─── Excerpt provided ───

Fr. Christian kindly asked me to offer a reflection on Blessed Is The Kingdom, and given his place of residence, I suggested an “Ode to Southern Catholicism.” He may be regretting saying OK to that, but here it is.
Those of you who know me through the Ironic Catholic blog may be thinking “Wait. Isn’t she in frostbitten Minnesota?” Indeed I am…for my work. But I was born in Virginia, lived in rural Virginia more than anyplace else growing up, went to college at Mary Washington in the same state, and then did my graduate work at NashVegas’ Vanderbilt. I attended a Catholic “mission church” growing up, and became very accustomed to being asked “are you saved?” by my Baptist friends. My family still lives in the South and I visit once a year for my fill of warm accents, hot weather, fried chicken and sweet tea.
Living in Minnesota for 15 years has taught me many unexpected things, including not wearing post earrings in January (don’t ask), but one of the more serious things I have learned is that Southern Catholics have a cultural leg up on people who live in Catholic-entrenched territories. For example:
1) I learned how to defend the faith. Not perfectly, perhaps, but when people keep telling you that you aren’t saved, that you believe Mary is a god, and that this Chick Tract is your ticket to salvation, you have to say SOMETHING back. Despite being a very shy child, I learned to stand up for myself, my Church, and what I believed. And even with my parish having the typically weak religious education of the 1970s and 80s, I made myself learn basic Catholic doctrine. Basically, I had to.
2) I learned it’s OK to be different. I was often the only Catholic in any given peer group. I had friends who had college roommates ask for different roomies after discovering she was Catholic. My own college roommate always left a book prominently on our shared desk, which compared Catholics with other cults. You could buckle or you could learn integrity.
3) I learned that God is merciful, because I did buckle as a college student, even a graduate student, more than once. Thankfully I went to parishes and campus ministries who gave support to being Catholic in a culture that didn’t understand it. Given the South’s history of slavery and segregation, maybe some people in the South are good models of not being defined by the wrongs of their history.
4) I learned the Bible because everyone in the South knows the Bible. I learned it in part to stay in the conversations with friends and acquaintances. I kept learning from it because I found out it beautiful, and a gift of God.

───

Task list:
**a.** In the reflection on Southern Catholicism, shorten the paragraph that begins "2) I learned it's OK to be different" into a bulleted list that keeps its main facts.
**b.** Put this sentence from the reflection on Southern Catholicism into Spanish: "I learned the Bible because everyone in the South knows the Bible."
**c.** Write the next part of the reflection on Southern Catholicism, picking up after its last sentence.
The lines that follow come from a different source than the reflection above.

─── Excerpted data ───

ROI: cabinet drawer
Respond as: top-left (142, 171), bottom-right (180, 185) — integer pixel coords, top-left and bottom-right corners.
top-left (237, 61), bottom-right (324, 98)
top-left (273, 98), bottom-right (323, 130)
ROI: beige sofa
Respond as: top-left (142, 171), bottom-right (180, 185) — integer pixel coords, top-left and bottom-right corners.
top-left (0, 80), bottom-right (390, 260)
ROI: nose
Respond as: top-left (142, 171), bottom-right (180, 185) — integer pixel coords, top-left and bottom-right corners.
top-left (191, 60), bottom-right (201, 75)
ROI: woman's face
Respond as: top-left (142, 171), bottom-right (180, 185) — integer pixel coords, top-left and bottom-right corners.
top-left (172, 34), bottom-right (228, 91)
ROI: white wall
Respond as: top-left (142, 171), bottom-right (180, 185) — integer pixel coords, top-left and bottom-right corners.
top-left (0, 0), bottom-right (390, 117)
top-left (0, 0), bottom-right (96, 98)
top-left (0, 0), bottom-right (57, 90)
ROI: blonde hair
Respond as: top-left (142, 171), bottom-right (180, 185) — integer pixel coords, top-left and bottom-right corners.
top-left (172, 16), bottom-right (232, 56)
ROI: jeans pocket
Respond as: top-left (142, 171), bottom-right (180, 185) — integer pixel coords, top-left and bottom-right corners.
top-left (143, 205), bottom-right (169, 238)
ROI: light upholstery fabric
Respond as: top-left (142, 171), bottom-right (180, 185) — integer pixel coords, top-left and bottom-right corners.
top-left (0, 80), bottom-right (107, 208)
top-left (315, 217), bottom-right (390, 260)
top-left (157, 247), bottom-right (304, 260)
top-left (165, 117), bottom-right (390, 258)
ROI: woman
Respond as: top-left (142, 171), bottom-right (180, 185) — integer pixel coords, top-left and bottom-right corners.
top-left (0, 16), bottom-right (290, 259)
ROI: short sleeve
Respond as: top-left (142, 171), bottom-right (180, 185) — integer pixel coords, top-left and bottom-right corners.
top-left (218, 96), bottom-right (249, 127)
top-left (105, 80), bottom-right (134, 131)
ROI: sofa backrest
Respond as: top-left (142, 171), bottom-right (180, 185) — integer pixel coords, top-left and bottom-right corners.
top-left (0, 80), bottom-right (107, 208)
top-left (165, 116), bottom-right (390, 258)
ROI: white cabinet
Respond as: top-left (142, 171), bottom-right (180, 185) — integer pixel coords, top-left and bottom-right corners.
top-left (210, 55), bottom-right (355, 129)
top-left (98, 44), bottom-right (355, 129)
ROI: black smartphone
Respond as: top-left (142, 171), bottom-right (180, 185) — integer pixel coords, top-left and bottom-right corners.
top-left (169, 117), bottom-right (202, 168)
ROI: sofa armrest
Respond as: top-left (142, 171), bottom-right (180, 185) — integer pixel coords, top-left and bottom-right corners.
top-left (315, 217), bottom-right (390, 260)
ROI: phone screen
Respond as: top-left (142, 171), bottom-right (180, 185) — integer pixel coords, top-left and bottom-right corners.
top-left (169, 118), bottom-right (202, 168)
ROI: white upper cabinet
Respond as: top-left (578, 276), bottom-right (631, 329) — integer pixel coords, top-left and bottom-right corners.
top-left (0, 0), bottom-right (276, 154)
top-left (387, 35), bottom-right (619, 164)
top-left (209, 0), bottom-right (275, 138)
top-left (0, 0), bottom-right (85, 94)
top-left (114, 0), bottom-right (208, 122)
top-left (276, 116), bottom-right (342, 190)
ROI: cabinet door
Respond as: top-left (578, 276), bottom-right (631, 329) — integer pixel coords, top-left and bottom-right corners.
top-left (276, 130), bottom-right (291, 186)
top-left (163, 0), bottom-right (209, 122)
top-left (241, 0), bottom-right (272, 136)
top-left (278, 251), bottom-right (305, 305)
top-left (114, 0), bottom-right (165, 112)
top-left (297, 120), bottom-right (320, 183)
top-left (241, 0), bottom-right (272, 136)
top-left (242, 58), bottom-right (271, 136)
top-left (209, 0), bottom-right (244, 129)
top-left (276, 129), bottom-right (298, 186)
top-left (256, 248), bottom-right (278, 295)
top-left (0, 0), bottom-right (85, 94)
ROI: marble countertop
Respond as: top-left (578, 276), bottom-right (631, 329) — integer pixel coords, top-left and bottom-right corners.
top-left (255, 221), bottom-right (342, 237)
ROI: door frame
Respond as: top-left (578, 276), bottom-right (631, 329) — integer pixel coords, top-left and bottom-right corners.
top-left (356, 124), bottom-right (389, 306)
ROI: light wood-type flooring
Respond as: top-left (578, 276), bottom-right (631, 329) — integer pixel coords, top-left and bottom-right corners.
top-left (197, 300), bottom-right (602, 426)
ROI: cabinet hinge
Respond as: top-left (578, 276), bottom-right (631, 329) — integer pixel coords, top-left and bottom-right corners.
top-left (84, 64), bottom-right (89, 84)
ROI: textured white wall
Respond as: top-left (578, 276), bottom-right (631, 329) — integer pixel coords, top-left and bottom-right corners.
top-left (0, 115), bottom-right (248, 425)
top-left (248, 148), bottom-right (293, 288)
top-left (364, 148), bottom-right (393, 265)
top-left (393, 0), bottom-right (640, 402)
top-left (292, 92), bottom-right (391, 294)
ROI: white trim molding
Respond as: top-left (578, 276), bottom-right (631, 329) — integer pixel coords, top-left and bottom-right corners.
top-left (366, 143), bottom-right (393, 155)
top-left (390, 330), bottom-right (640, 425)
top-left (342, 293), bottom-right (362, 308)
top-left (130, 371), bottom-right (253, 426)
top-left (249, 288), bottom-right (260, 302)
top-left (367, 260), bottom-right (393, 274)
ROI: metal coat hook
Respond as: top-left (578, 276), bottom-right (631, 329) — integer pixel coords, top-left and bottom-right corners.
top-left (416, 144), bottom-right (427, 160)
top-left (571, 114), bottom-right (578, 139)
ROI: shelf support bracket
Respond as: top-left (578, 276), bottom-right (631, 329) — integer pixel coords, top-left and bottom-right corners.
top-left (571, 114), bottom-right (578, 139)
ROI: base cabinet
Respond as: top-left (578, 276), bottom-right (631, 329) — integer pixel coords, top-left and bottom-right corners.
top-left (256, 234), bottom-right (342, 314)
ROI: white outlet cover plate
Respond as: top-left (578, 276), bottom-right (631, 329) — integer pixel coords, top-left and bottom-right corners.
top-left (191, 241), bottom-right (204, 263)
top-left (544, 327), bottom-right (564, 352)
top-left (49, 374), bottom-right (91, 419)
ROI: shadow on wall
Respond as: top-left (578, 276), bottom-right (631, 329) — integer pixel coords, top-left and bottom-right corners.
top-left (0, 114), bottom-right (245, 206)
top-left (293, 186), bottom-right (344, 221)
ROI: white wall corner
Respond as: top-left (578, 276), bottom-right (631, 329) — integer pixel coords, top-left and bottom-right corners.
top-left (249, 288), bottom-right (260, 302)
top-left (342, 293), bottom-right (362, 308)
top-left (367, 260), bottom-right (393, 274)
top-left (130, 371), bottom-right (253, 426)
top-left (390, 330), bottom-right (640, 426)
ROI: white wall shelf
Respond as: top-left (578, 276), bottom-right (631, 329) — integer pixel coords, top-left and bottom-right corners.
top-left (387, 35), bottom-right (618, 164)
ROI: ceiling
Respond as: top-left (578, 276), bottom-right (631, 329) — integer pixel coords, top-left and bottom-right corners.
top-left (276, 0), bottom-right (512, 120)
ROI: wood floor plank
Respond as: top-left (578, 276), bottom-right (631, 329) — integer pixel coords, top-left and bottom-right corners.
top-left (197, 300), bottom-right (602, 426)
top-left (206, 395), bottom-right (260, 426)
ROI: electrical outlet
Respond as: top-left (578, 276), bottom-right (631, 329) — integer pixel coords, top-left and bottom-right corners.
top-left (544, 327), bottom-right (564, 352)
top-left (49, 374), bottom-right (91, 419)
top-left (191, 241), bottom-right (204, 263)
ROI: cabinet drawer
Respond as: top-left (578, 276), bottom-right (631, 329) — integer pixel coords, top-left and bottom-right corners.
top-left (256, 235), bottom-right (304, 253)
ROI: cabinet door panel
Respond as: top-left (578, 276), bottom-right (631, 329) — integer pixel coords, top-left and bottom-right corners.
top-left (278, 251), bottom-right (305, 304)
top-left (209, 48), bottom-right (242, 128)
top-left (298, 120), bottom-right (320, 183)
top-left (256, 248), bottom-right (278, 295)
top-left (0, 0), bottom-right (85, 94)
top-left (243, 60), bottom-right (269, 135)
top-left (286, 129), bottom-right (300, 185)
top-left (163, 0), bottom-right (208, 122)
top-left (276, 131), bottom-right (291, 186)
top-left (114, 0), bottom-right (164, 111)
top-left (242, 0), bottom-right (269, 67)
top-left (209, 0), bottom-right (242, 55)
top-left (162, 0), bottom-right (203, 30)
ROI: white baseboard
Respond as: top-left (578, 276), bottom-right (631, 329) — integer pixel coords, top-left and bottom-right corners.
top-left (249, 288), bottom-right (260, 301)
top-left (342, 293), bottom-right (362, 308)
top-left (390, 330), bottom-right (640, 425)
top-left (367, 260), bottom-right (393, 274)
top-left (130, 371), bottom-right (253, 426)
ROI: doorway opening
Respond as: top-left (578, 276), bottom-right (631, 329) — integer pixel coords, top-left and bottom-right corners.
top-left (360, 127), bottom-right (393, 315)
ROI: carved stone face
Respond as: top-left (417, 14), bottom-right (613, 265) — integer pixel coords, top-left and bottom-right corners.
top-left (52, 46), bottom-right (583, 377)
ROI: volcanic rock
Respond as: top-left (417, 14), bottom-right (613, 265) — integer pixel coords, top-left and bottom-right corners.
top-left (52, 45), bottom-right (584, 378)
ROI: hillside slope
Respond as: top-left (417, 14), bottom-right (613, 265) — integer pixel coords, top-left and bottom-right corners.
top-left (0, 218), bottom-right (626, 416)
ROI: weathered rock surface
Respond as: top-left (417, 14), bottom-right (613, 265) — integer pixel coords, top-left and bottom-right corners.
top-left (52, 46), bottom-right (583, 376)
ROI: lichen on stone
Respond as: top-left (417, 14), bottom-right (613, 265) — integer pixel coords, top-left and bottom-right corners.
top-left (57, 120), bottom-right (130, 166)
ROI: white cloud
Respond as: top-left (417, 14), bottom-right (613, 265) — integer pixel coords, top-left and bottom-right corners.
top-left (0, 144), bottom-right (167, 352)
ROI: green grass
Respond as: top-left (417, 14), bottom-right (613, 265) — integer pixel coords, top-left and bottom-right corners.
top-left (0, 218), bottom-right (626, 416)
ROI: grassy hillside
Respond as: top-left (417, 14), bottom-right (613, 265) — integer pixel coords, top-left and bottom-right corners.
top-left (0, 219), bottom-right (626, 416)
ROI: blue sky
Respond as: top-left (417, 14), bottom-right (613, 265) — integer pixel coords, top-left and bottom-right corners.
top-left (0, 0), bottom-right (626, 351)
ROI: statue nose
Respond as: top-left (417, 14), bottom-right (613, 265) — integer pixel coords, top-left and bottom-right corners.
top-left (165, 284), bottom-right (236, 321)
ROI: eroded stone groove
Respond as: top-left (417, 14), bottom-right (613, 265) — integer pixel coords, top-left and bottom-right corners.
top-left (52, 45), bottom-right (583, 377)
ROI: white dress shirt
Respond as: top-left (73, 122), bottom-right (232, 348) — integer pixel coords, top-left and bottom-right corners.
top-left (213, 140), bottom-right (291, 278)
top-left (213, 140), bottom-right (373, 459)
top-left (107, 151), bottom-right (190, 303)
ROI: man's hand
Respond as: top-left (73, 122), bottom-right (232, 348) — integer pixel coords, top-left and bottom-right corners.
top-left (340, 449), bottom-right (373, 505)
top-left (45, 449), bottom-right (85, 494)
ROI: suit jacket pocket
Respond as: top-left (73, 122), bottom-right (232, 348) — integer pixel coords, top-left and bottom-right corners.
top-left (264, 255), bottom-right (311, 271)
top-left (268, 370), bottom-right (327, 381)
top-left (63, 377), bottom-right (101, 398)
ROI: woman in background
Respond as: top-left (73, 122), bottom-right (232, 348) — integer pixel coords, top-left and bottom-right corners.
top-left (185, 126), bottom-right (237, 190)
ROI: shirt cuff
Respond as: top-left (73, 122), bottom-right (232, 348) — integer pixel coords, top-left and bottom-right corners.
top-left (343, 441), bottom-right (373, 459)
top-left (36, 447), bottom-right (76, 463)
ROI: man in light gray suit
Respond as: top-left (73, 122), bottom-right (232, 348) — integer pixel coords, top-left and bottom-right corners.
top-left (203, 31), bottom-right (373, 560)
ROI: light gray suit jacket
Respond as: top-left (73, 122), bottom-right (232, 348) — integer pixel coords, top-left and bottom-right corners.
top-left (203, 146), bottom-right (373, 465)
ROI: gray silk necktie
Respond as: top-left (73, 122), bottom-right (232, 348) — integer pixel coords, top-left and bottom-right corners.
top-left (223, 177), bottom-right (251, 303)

───

Results of the tasks:
**a.**
- The writer was often the only Catholic in a peer group.
- Some friends had college roommates ask to switch rooms after finding out the friend was Catholic.
- The writer's own college roommate kept a book on their shared desk that compared Catholics with other cults.
- The choice was to buckle or to learn integrity.

**b.** Aprendí la Biblia porque en el Sur todo el mundo conoce la Biblia.

**c.**
5) I learned how to be a hospitable Catholic. Hospitality is one of the key Biblical virtues—indeed, the Bible is so immersed in the expectation to provide hospitality we can barely see it. It’s like seeing water while underwater—you see through hospitality. Southern hospitality is no fiction, based on the reality that when we share we are abundantly blessed. I learned hospitality to others within the Church, outside of the Church, everywhere in the South. Hospitality has no boundaries. This cultural experience of offering and receiving hospitality helps me understand the Scriptures better.
6) I learned it’s acceptable to be religious. Goodness gracious, the South is a very religious place. Nashville was the most churched city (per capita) in the United States when I lived there, full of good Gospel music and witness. I miss that open talk about religion and spirituality. I’m glad I grew up around people happy to give voice to their faith in God.
7) I learned evangelization is the norm. Churches evangelize. That’s what they do. It is what they are called to. It’s the Great Commission, for crying out loud. That, too, is not the norm in many Catholic churches, especially the ethnically identified ones (for example, our town still has two Polish, one German, one Bohemian, and—by default—one Irish parish). After all, why tell others when it’s all about your extended blood family? Um…that couldn’t be more wrong.
I could go on. But this is all to say—even with the challenges of being Catholic in that culture, I miss the South enormously. If being Catholic in the South was sometimes hard, the rewards were huge. I left better prepared to be a Catholic in our world through those experiences than perhaps some people who have never had to articulate their faith to someone who didn’t understand it. To my Southern friends in my classrooms, at the Kroger, at the truck stops, outside the Cathedral in Nashville—you made me do that, and I thank y’all from the bottom of my heart.